## [PAGE]
- - -
I can’t give Rusty’s proper name. Nor can his face be shown. His employers are concerned that he might be a target for animal rights activists. There have been threatening phone calls – “You murdering bastard, I’m going to come and burn your house down” – but he takes comfort in the belief that he is performing a public service.

“The red squirrels round here would not be here if I hadn’t been killing the greys,” he says. “I mean, two thousand. Imagine if they’d been left. We’d be overrun. If I didn’t think I was doing any good, I wouldn’t be doing it, I assure you. I’ve got a great respect for everything in the countryside, and I don’t kill for killing’s sake. It would be brilliant to see the reds and greys living side by side, but it ain’t going to happen.”

Rusty’s squirrel cages are about three feet long and half a foot high and deep. They open at one end and are baited with maize. He hangs them from nails in hardwood trees. An animal venturing inside triggers a trap which closes the door behind it. Rusty checks set traps within 24 hours, and lets out anything which is not a grey squirrel. While I am with him he releases a couple of reds. These bound from the cage, a russet blur, and scurry up the nearest tree, seemingly none the worse for their period of confinement. If the trap contains a grey, however, Rusty pushes a sort of wooden comb down through the cage, containing the animal at one end, and shoots it in the head with his air pistol. He takes no pleasure in this, beyond, perhaps, the satisfaction of a job well done.
- - -
## [INFORMATION GIVEN]
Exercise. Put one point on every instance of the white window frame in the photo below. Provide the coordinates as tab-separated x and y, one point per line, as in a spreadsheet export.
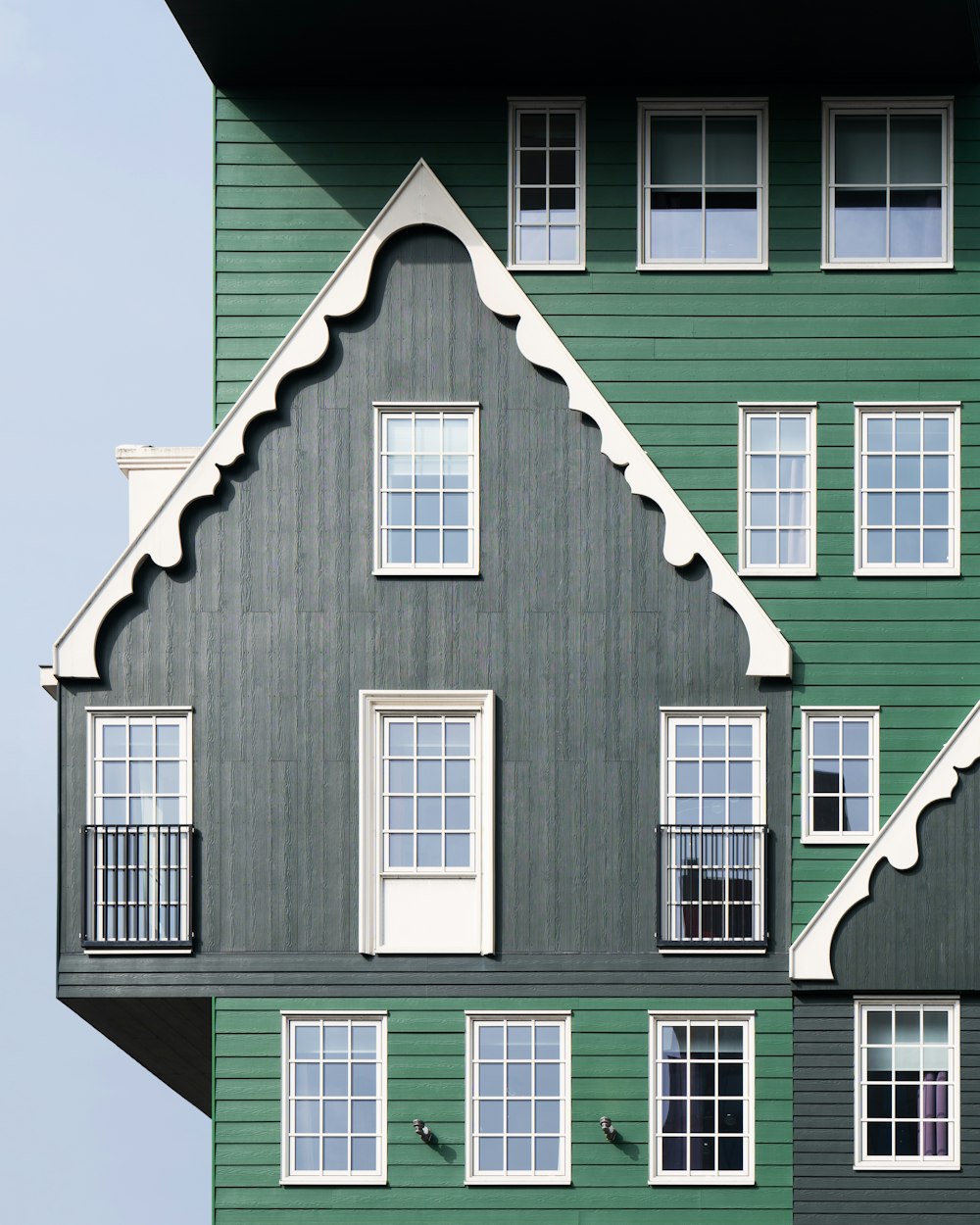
287	1177
375	707
922	569
794	408
834	107
826	838
431	408
515	106
99	714
702	1179
704	107
563	1017
861	1004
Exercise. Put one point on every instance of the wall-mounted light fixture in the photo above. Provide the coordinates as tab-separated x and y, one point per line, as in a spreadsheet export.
421	1131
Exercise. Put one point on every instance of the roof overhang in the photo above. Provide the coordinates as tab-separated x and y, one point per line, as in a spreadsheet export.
858	45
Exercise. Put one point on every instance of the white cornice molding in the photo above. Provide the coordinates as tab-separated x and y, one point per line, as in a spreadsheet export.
896	842
420	200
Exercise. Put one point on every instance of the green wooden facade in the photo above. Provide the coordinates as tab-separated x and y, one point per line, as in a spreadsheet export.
425	1078
300	174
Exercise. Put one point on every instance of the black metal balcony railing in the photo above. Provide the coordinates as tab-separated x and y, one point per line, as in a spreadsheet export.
713	886
137	886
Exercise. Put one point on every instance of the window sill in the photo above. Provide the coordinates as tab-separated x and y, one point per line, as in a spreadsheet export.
885	266
686	266
547	268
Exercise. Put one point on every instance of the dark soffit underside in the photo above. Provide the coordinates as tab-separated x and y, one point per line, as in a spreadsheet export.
858	45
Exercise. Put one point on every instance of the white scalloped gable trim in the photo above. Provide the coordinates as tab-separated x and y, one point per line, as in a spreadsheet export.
896	842
421	200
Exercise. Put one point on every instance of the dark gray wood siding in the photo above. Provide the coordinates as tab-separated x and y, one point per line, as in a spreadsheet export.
920	930
273	622
827	1189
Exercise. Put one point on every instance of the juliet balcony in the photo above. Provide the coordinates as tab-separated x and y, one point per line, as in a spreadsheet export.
711	888
137	888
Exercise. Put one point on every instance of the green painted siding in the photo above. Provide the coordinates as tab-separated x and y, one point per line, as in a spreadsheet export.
426	1079
299	176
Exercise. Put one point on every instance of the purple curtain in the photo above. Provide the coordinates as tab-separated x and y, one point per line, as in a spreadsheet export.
936	1115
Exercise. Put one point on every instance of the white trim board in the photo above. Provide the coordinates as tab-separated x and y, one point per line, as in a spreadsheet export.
896	842
420	200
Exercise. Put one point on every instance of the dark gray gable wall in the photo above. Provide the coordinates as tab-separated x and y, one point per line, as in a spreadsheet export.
273	622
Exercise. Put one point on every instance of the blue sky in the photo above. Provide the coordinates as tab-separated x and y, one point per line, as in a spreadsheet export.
106	266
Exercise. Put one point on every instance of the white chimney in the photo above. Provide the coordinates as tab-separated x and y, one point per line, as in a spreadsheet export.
152	473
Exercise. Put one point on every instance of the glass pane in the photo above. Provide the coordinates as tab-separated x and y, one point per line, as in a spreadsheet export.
860	145
675	151
731	225
730	150
675	225
916	148
858	224
915	223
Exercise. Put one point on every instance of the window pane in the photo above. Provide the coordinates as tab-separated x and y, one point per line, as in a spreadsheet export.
675	151
860	146
916	148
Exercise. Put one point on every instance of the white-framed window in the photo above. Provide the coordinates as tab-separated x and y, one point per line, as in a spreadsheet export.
426	489
906	1091
839	774
138	837
906	489
426	821
702	1098
713	827
777	489
547	189
888	182
333	1099
140	765
518	1098
704	199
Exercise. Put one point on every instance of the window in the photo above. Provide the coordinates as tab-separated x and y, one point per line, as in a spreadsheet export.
- - -
## [TASKS TO CARRY OUT]
1) Do these statements agree with the squirrel-trapping text? For each, answer yes or no and quote the deciding words of the text.
(a) Rusty baits his squirrel cages with maize.
(b) Rusty checks set traps within 48 hours.
(c) Rusty kills trapped grey squirrels with a shotgun.
2) In the squirrel-trapping text, what does Rusty hang his squirrel cages from?
3) What dimensions does the squirrel-trapping text give for Rusty's squirrel cages? List all of them.

## [RESPONSES TO THE TASKS]
1)
(a) Yes: "They open at one end and are baited with maize."
(b) No: "Rusty checks set traps within 24 hours"
(c) No: "shoots it in the head with his air pistol"

2) Nails in hardwood trees.

3)
- Length: about three feet
- Height: about half a foot
- Depth: about half a foot